RECORDED INFORMATION:
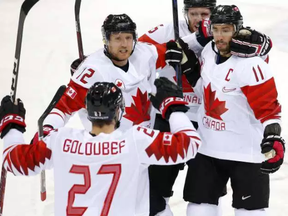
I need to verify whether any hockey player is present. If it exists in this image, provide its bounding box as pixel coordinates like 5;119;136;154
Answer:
176;5;285;216
138;0;272;216
0;78;201;216
39;14;174;135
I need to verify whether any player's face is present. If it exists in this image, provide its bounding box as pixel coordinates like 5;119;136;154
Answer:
211;24;235;55
108;32;134;61
187;7;210;32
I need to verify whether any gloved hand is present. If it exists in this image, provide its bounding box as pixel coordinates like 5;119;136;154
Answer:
150;77;189;120
261;123;285;174
70;56;86;76
196;19;213;47
30;125;54;144
230;27;272;57
165;38;201;87
0;95;26;138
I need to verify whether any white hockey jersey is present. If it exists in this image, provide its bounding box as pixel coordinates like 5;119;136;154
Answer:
3;112;201;216
139;20;203;121
44;42;166;130
197;42;281;162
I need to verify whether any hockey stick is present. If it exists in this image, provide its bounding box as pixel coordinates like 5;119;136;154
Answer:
0;0;39;216
74;0;84;60
172;0;182;88
38;85;66;201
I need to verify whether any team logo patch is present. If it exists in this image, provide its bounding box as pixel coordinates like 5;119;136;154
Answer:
115;79;125;89
66;86;77;99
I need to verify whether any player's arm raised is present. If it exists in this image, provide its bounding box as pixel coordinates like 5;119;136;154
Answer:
134;77;201;165
239;58;285;173
0;96;54;175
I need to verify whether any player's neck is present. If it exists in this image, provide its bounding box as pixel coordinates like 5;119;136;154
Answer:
91;124;115;136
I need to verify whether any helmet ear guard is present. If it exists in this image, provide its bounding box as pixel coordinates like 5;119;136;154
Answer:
210;5;243;32
85;82;125;127
182;0;216;31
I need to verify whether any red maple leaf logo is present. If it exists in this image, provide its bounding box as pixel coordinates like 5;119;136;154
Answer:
204;83;228;120
145;132;191;163
173;75;194;92
124;88;150;125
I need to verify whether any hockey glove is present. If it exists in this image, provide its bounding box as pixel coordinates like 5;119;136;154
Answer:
261;123;285;174
0;95;26;138
70;56;86;76
150;77;189;120
230;27;272;58
30;125;54;144
196;19;213;47
165;38;201;87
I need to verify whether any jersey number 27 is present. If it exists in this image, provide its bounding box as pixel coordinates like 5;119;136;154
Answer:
66;164;121;216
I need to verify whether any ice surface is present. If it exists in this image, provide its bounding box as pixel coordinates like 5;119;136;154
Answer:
0;0;288;216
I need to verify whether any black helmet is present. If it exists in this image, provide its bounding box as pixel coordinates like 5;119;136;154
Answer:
102;14;137;43
184;0;216;11
85;82;125;124
101;14;137;60
210;5;243;31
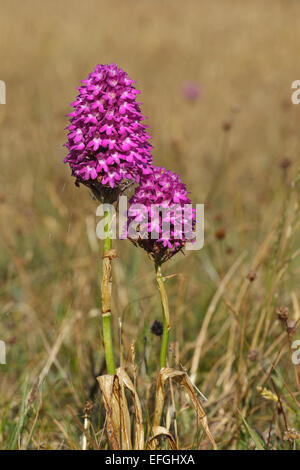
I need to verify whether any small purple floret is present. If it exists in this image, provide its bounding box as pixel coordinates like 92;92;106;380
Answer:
126;166;196;264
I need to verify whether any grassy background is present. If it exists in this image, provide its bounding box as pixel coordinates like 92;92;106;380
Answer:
0;0;300;449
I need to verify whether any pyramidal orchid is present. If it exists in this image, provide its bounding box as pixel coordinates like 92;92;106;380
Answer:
64;63;152;374
64;63;152;203
126;166;196;368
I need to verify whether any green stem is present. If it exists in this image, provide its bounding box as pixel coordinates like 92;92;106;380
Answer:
155;264;170;369
101;211;116;375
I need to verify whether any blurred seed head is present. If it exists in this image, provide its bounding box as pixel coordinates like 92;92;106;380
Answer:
215;228;226;240
276;305;289;323
247;270;257;282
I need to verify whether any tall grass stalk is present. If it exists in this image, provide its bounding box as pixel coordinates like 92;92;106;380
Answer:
155;263;170;369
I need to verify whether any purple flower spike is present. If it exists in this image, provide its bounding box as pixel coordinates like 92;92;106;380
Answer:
126;166;196;264
64;63;152;202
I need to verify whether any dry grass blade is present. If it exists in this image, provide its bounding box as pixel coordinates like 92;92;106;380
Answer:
147;426;178;450
117;369;144;450
97;368;144;450
97;375;132;450
153;368;217;450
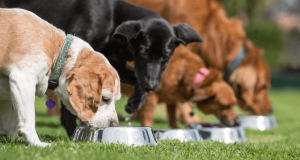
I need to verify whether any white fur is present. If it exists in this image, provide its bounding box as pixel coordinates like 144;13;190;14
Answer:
54;37;120;127
0;34;120;147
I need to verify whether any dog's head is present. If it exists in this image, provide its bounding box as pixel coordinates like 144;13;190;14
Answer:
229;41;273;115
55;38;121;127
113;18;202;92
192;68;239;126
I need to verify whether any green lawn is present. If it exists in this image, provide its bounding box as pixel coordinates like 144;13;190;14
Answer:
0;89;300;160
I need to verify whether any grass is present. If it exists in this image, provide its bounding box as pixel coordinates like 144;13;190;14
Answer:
0;89;300;160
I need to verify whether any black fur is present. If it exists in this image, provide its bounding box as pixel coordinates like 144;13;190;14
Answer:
0;0;202;136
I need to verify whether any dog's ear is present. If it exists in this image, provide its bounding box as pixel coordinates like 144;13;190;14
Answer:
67;68;104;121
113;21;142;43
191;86;213;101
192;68;222;101
172;23;202;45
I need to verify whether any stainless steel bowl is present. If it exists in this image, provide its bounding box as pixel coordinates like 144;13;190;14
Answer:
73;126;158;146
189;123;248;143
153;129;202;142
239;116;277;131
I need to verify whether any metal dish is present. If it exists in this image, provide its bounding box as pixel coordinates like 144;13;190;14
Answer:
189;123;248;143
153;129;202;142
73;126;158;146
239;116;277;131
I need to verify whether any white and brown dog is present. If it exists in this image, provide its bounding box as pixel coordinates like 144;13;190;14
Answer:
0;9;121;147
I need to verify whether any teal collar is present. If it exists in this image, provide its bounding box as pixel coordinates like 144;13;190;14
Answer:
48;34;74;90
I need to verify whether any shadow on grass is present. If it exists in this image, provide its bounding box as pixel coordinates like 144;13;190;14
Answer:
35;121;61;128
0;134;71;145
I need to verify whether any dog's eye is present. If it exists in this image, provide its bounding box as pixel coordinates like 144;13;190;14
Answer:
140;49;148;59
102;97;110;103
223;105;230;109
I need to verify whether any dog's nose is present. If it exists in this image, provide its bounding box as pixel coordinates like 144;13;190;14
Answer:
109;121;119;127
269;108;274;114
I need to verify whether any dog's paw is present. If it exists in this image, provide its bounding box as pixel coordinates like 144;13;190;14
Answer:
29;142;51;147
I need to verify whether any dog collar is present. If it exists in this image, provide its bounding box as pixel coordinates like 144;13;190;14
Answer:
193;68;210;89
223;46;246;82
48;34;73;90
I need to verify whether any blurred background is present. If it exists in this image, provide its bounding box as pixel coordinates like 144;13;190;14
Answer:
222;0;300;88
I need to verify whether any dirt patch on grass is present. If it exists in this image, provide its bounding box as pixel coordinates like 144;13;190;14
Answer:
249;135;282;143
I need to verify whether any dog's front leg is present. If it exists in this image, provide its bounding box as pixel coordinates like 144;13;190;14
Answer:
125;83;147;114
9;71;51;147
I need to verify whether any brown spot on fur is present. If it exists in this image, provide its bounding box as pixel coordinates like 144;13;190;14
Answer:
63;48;119;121
0;9;65;70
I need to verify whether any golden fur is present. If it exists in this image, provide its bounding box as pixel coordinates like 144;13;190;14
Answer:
126;0;272;115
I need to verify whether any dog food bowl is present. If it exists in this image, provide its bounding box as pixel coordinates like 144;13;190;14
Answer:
239;116;277;131
153;129;202;142
73;126;158;146
189;123;248;143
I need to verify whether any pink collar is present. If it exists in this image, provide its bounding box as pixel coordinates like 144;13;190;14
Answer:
193;68;210;88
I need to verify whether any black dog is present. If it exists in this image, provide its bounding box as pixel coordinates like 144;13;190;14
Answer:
0;0;202;136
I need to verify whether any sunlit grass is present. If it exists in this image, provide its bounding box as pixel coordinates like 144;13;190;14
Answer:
0;89;300;160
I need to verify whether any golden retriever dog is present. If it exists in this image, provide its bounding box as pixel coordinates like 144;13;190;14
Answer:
126;0;273;115
122;46;238;128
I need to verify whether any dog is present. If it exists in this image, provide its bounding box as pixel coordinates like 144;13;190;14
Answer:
0;9;121;147
126;0;273;115
122;46;239;128
0;0;202;136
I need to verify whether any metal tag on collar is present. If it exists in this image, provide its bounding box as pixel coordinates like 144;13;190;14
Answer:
48;34;73;90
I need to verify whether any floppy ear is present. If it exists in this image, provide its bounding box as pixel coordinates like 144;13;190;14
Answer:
67;69;104;121
172;23;202;45
191;86;213;101
113;21;141;42
192;68;222;101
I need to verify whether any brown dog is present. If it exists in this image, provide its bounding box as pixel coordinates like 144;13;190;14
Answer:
122;46;237;128
126;0;273;115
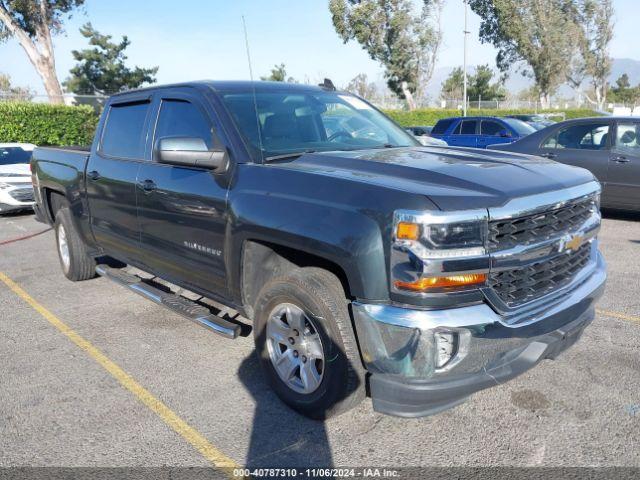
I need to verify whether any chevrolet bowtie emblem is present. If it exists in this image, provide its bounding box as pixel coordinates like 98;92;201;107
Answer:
558;235;584;252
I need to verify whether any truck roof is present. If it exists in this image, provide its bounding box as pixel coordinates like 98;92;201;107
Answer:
112;80;338;97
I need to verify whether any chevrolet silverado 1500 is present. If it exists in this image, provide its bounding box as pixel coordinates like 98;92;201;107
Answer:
32;82;606;418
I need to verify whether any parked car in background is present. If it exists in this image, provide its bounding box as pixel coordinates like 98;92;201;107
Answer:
489;117;640;210
506;113;556;130
405;127;447;147
0;143;35;215
431;117;535;148
405;125;433;137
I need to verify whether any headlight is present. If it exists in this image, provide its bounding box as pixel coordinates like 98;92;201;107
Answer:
391;210;489;294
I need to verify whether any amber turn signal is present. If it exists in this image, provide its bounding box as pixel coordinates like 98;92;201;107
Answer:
396;222;420;240
394;273;487;292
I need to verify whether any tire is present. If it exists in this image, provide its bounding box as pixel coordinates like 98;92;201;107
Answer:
54;207;96;282
254;268;365;420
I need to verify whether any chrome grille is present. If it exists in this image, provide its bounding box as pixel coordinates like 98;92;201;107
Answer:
489;197;597;252
9;187;34;202
488;242;591;308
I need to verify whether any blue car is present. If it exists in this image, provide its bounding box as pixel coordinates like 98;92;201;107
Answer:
431;117;536;148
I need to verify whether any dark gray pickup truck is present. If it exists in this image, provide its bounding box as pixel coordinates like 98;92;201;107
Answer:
32;82;606;418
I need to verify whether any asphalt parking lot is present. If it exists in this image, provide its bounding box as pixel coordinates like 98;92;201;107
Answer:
0;214;640;467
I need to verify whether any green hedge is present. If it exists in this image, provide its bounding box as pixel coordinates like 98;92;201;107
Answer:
385;108;598;127
0;102;98;146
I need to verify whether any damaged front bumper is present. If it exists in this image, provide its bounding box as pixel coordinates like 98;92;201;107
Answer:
353;253;606;417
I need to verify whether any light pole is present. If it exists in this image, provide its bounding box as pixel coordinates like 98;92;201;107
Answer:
462;0;469;117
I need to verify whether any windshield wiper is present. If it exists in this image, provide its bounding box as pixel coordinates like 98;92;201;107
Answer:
264;149;316;162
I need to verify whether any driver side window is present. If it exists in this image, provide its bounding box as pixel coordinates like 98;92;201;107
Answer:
155;100;213;149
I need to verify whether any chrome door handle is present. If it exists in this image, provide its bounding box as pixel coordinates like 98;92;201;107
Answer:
139;179;158;193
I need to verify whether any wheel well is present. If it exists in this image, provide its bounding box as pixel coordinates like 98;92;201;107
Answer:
242;240;352;316
44;188;67;222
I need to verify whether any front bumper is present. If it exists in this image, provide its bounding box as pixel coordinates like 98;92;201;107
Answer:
353;252;606;417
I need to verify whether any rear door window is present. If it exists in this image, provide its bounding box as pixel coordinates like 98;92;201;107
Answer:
456;120;478;135
480;120;506;137
616;122;640;155
101;101;150;159
431;119;455;135
541;122;609;150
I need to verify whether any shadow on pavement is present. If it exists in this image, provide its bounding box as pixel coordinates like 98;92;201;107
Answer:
238;351;333;469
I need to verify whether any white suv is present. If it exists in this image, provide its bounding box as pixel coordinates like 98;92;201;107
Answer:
0;143;35;215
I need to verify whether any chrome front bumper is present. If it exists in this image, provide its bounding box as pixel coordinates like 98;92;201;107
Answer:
353;252;606;416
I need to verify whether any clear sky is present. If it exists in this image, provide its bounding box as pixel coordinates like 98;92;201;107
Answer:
0;0;640;92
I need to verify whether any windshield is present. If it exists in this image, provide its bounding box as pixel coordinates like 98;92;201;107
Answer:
0;147;31;165
502;118;536;136
222;91;419;159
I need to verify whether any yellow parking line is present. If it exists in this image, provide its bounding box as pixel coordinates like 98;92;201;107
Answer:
596;308;640;323
0;272;239;470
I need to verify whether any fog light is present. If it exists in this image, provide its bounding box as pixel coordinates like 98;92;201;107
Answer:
434;332;458;368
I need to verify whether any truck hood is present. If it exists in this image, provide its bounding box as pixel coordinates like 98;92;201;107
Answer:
279;147;594;210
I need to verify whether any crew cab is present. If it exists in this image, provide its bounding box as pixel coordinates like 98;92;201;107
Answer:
431;117;536;148
32;82;606;418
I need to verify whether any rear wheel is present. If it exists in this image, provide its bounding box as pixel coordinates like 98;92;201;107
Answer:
254;268;365;419
54;207;96;282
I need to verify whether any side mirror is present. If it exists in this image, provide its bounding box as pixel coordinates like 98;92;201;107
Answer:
156;137;229;170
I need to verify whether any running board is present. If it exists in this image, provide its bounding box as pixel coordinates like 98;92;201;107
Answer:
96;265;240;339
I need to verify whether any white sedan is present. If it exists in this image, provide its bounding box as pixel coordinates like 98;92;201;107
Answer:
0;143;35;215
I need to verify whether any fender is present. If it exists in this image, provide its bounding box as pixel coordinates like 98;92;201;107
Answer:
31;147;95;248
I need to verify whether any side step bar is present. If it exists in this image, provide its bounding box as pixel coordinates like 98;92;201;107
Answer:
96;265;240;339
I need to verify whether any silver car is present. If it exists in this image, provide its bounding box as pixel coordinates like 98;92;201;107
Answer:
0;143;35;214
488;117;640;211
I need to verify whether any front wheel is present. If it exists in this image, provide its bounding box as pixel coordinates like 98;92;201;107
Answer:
54;207;96;282
254;268;365;419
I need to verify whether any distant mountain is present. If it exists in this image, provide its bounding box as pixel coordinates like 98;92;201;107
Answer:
428;58;640;99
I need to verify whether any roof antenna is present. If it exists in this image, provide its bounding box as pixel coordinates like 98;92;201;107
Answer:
318;78;336;92
242;15;264;163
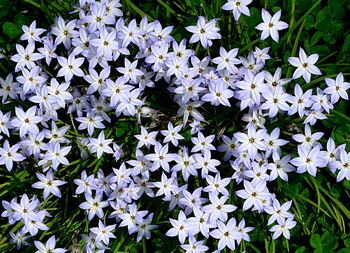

TASK REQUIREMENTS:
Extract the lines from the line with "I need to verify whether any red" to the line with "0;0;288;216", inclusive, and reproduce them verbatim.

OUTPUT BELOW:
I need to verify whether any red maple leaf logo is present. If it exists in this image, provide its bounding box as pixel coordinates like 5;119;136;154
Answer:
204;83;228;120
145;132;191;163
173;75;194;92
124;88;150;125
I need to verify whether any hockey glove is present. If it exists in this image, provide its bounding box as pixel coordinates like 5;119;136;154
Answer:
261;123;285;174
0;95;26;138
70;56;86;76
150;77;189;120
230;27;272;58
30;125;54;144
196;19;213;47
165;38;201;87
I need to verify whether any jersey number 27 is present. If it exists in this image, provide its bounding box as pixel coordinates like 5;119;136;154
Answer:
66;164;121;216
I need to verify whether any ice surface is present. If it exists in this image, provide its bounding box as pixel coordinates like 5;119;136;154
Answer:
0;0;288;216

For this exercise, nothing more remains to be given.